Rows from a pointing dataset
>> BEGIN

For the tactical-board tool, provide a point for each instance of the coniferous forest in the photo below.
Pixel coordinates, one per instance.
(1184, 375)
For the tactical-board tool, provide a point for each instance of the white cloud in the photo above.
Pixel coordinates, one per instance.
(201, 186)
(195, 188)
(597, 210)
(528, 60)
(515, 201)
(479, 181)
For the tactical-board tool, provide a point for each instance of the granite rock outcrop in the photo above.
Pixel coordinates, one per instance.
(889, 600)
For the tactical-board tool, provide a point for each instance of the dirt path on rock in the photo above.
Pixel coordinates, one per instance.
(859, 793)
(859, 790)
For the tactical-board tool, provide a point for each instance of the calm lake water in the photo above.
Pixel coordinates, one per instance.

>> END

**Task to complete:** Revise the material so that every "tactical-board tool" becomes "map-annotation tool", leaving all else unchanged.

**Solution for this exercise:**
For the map-annotation tool, provide a point for each instance of the coniferous forest in the photo below.
Pixel coordinates, one per instance.
(1184, 375)
For the map-annotation tool, provide a point for each instance of the white cloud in the photo above.
Pixel coordinates, one per instance.
(201, 186)
(195, 188)
(597, 210)
(528, 60)
(515, 201)
(479, 181)
For the map-annotation tool, provide a point for each instance of the granite rock outcrop in the photo above.
Pixel coordinates, one per instance.
(889, 600)
For the map-annotation tool, provide a point for each instance of the dirt path on rock in the photo above.
Pixel coordinates, one per instance.
(859, 793)
(859, 790)
For the map-annotation tool, provide a point for each instance of the calm lake water in the photo above.
Pixel coordinates, one per instance.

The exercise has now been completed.